**GIVEN TEXT**
··········
Not one to give up easily, I decided to substitute teach. I couldn’t even do that right. I wrote my Facebook address (the social networking site) on the whiteboard for students to “friend” me. There was nothing in the orientation or in the substitute handbook that forbade that.
I just like kids and keep up with many of my former students through Facebook. It was an innocent mistake. I found out after the fact that social networking with students was not allowed.
I got a letter of reprimand from the central office and gave up on substitute teaching.
So, here I am. Fifty-nine years old with a valid teaching certificate and no job or prospects for one. Dead in the water.
Then there is my little congregation that I founded. My little church was established just over three years ago by me, my wife, my mother-in-law, and some wonderful Christians who, like me, didn’t fit into a “normal” church.
I really thought by now, after three years, that we would have twenty-five or thirty attending. Last Sunday, ten came to worship, and three of those were family!
Dead in the water.
But, I’m not alone. I think a lot of us know the experience of being dead in the water.
If so, take consolation in what an employer’s review of the Apostle Paul’s résumé might have been like. Listen to Paul in his job interview.
Employer: I see here that you have a prison record.
Paul: Yes, sir. Been in prison several times.
Employer: You also have been judged by the courts to be stoned and flogged.
Paul: Yes sir. Five times I’ve received thirty-nine lashes, I’ve been beaten with rods, and stoned and left for dead once. In fact, I escaped from the authorities in Damascus by being lowered down the city wall with a rope and a basket.
Employer: Humm, I see. You are a real renegade, aren’t you?
Paul: Well, I guess some would consider me a no good, trouble-making, misfit.
Employer: In our want ad, we specifically stated to “dress appropriately.” Your clothes are quite ragged. Dirty. Didn’t you read the entire ad?
Paul: Yes sir, I read the ad. But times have been hard for me lately. This is all I have to wear. I haven’t had much to eat lately either. I really need this job.
Employer: I am really out to hire the most qualified person. I have several other applicants to interview. I’ll let you know something soon.
Paul: Thank you, sir. I appreciate your kindness in granting me this interview.
Three weeks later, Paul received his “Dear John” letter notifying him that he didn’t get the job. Dead in the water!
However, it’s been my experience that “dead in the water” is always a temporary condition.
Don, Joseph, Maggie, and I were not “dead in the water” for long. A nice family in a pontoon boat saw our distress and towed us safely back to the landing.
And, the day was not a loss either for we enjoyed simply being together on the river. There is timeless value in relationships with family while you are dead in the water waiting for help.
And besides, Don will fix the propeller, and we will give it another try to go down river to Beech Island. Maybe we will make it next time.
Dead in the water is never a permanent situation. Never!
Israel was “dead in the water,” but not for long. Pharaoh's army was bearing down on Israel. The Red Sea was before them. But, God made a way through, and the people saw the great work the Lord did and feared Him.
··········
**DATA SECTION**

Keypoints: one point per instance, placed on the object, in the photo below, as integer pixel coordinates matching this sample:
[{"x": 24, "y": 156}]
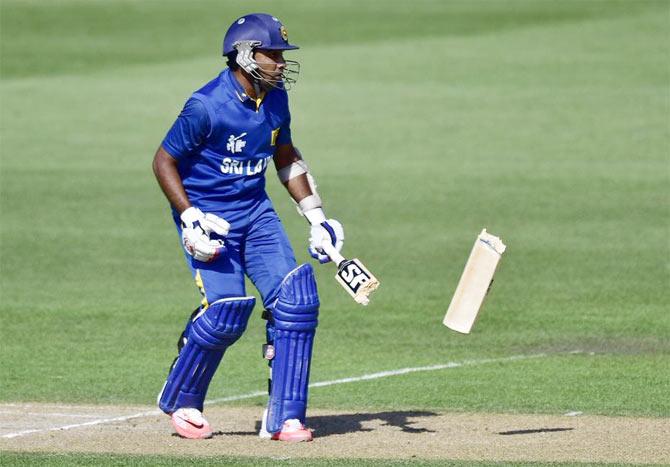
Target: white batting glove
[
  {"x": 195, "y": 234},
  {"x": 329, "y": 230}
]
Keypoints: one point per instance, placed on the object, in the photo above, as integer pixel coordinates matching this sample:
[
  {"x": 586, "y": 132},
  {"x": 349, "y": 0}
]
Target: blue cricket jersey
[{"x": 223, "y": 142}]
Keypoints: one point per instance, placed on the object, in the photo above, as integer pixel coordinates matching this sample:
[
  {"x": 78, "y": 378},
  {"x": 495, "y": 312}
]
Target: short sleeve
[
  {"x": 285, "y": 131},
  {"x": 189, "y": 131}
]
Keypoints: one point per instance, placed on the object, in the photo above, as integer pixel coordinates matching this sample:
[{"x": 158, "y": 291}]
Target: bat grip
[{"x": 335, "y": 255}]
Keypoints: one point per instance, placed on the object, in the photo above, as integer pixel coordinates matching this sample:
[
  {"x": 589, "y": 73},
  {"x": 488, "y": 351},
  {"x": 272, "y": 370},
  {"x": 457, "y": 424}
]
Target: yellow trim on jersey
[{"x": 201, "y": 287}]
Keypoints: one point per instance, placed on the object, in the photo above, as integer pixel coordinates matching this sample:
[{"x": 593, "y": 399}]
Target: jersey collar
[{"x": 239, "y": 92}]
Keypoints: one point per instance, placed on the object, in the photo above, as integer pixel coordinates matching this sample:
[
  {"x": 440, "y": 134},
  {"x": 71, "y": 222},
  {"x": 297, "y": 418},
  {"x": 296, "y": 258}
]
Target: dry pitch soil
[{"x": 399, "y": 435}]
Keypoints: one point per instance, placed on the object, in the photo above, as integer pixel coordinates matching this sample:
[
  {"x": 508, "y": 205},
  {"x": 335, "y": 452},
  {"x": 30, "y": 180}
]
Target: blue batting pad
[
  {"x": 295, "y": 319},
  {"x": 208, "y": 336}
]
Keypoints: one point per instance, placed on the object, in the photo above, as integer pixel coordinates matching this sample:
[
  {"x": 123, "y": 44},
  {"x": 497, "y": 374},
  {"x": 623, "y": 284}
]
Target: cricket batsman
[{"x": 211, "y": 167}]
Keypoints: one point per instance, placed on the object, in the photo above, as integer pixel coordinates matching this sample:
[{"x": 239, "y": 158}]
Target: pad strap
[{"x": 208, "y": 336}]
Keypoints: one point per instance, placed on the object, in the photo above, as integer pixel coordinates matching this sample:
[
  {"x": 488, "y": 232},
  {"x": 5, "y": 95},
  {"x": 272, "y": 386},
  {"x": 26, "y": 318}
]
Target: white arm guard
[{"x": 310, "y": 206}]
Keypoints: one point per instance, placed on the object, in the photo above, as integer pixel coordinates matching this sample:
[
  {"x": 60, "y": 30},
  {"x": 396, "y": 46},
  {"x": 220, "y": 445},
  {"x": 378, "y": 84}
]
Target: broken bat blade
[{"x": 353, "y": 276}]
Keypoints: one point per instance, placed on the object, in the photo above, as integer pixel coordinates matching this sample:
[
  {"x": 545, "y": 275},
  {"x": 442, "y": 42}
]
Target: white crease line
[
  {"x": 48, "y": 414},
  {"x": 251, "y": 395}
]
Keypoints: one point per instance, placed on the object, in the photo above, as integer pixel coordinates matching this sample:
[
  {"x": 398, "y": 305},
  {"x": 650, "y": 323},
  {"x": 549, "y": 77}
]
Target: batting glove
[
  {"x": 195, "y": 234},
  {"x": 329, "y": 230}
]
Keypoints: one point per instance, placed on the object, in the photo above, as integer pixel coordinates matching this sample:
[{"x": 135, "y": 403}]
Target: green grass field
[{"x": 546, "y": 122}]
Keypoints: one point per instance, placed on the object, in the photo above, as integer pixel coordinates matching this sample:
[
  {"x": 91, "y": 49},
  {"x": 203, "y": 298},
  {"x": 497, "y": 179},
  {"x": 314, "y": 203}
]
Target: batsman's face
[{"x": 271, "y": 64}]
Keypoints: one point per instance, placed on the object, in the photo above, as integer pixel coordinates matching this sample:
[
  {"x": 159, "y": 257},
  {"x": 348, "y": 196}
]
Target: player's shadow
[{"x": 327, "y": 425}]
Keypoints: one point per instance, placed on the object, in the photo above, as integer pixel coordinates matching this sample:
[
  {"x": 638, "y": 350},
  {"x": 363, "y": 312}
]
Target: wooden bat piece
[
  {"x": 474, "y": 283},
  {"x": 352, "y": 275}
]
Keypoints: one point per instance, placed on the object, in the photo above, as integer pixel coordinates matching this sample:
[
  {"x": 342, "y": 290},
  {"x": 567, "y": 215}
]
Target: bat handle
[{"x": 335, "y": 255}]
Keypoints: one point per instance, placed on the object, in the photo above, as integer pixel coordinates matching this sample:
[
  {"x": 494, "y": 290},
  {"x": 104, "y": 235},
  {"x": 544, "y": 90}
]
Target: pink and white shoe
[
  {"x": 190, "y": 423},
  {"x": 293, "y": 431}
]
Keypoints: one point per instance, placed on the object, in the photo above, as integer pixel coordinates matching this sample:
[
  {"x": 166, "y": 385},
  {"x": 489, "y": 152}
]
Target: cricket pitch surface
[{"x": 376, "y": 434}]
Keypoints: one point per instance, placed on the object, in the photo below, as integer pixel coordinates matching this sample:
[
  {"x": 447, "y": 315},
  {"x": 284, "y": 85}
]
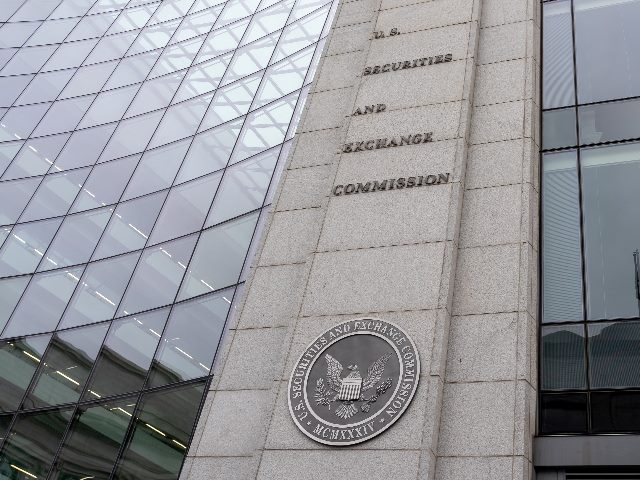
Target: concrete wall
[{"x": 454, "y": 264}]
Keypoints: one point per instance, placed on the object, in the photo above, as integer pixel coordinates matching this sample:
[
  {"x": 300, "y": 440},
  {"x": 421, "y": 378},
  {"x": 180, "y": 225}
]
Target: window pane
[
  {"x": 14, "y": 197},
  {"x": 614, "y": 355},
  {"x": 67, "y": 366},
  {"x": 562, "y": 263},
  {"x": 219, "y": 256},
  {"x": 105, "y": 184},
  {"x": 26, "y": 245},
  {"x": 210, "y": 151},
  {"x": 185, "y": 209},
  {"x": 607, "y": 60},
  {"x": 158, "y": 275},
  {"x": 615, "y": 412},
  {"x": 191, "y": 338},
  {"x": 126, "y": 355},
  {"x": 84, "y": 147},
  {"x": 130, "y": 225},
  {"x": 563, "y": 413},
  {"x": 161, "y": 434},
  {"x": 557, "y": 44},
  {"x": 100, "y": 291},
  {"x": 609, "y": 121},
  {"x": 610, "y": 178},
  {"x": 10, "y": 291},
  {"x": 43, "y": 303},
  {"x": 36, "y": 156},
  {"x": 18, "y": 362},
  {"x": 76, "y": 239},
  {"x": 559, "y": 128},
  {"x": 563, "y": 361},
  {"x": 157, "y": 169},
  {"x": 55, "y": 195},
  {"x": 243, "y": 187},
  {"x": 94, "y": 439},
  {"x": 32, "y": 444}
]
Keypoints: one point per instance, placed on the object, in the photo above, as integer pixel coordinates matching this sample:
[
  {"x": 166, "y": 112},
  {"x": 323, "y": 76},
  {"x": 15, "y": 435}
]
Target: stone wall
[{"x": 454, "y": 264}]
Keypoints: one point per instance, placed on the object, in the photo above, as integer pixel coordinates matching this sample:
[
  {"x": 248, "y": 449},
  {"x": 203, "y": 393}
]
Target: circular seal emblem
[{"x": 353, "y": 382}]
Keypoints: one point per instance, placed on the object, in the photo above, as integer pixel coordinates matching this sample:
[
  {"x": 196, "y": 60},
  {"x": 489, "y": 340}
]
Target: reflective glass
··········
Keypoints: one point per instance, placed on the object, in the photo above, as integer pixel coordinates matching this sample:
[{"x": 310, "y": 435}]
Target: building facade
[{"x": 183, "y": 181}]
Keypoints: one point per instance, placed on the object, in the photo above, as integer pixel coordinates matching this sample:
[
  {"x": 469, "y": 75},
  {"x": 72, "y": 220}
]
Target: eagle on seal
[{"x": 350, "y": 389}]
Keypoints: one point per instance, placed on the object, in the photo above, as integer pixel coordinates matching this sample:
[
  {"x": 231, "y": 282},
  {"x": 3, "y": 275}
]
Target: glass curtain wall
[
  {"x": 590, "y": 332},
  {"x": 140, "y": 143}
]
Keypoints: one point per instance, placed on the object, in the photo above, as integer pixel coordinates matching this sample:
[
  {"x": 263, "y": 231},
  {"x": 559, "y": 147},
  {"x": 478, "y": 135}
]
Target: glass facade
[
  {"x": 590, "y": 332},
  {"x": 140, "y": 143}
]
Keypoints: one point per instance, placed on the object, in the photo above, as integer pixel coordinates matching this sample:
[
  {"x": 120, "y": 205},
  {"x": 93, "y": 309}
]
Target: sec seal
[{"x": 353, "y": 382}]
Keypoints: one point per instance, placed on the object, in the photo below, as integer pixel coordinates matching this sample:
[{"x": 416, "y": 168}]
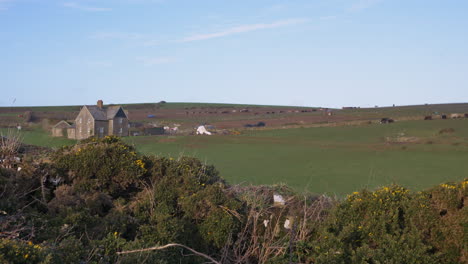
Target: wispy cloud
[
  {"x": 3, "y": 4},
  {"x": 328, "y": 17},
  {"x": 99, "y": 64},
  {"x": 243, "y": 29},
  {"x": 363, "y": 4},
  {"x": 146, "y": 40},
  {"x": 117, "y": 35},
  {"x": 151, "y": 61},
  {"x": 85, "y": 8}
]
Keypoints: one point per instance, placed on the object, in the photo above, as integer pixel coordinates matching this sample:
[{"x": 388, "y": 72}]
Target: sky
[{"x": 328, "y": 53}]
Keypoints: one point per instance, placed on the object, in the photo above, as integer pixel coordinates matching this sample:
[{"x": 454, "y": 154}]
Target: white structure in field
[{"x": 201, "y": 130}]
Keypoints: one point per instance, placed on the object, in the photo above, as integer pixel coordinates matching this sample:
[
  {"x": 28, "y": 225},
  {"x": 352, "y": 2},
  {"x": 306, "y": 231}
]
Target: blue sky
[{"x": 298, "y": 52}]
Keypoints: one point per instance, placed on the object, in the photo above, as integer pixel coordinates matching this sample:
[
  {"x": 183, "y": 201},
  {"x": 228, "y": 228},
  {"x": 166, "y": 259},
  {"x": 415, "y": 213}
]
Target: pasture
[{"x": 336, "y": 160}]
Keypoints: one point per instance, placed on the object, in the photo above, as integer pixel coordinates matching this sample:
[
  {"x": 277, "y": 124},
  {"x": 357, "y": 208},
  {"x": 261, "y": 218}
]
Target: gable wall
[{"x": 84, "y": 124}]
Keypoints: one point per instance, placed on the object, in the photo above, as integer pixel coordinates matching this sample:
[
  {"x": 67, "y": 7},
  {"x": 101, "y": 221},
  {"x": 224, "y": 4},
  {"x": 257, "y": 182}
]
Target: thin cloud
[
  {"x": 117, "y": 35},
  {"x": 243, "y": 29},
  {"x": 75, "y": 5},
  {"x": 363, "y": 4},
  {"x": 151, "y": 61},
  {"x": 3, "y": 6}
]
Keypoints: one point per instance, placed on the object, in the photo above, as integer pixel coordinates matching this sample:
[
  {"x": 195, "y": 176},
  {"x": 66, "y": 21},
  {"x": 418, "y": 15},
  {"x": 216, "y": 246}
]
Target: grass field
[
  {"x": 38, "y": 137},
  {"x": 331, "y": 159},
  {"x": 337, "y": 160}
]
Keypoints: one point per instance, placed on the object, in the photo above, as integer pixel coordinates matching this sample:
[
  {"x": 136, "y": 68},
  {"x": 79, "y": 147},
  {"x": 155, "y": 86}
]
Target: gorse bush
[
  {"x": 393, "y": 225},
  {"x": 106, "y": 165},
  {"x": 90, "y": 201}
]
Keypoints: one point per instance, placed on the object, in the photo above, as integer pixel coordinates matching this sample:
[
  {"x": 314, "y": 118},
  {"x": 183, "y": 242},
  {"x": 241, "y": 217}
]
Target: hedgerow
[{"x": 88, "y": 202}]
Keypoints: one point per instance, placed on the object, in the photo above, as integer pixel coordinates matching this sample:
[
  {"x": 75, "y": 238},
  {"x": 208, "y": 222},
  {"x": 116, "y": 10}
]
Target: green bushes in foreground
··········
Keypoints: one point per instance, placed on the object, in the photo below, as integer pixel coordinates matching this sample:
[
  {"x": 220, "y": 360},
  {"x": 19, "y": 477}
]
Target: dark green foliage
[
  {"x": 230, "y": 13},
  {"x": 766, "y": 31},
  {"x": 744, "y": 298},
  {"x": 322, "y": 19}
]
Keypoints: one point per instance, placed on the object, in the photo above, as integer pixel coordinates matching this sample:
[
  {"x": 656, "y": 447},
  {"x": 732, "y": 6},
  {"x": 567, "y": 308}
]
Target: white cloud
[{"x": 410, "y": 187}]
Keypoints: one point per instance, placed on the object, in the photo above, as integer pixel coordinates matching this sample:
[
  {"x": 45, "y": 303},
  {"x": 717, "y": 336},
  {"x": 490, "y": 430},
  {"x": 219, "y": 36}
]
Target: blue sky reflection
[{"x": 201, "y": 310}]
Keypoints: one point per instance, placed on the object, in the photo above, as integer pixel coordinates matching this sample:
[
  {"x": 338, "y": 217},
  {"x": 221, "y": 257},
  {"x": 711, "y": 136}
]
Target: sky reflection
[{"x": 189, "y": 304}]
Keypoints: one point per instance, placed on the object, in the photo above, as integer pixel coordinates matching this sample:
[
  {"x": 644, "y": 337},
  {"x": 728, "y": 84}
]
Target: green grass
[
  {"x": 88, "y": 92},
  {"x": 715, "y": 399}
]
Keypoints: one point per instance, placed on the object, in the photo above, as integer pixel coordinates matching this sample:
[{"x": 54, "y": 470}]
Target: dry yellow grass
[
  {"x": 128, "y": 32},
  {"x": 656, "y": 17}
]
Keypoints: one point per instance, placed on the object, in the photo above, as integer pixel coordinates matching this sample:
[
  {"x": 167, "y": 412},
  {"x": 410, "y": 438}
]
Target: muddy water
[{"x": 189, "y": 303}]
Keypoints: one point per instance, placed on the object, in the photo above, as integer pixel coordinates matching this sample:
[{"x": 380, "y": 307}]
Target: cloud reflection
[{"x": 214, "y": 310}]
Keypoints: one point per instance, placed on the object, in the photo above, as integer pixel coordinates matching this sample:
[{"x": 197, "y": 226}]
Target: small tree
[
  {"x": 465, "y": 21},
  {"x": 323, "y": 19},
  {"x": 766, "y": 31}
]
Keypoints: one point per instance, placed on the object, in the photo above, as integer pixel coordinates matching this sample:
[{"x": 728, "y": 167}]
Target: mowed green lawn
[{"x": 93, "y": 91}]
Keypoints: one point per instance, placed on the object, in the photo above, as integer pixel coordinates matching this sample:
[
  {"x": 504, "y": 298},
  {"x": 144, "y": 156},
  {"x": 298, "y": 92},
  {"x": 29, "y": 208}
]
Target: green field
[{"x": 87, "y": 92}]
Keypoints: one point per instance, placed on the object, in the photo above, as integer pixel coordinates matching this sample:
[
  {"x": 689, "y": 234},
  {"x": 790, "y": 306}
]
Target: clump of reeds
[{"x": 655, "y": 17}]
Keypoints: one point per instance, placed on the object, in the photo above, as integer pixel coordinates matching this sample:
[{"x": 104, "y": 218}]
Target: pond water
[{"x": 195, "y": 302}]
··········
**EXERCISE OBJECTIVE**
Answer these about the "dead in the water" text:
(a) How many people came to worship at the little church last Sunday?
(b) How many times did Paul say he received thirty-nine lashes?
(c) Who towed Don, Joseph, Maggie, and the writer back to the landing?
The data shown here isn't needed.

**REPLY TO THE EXERCISE**
(a) Ten
(b) Five
(c) A nice family in a pontoon boat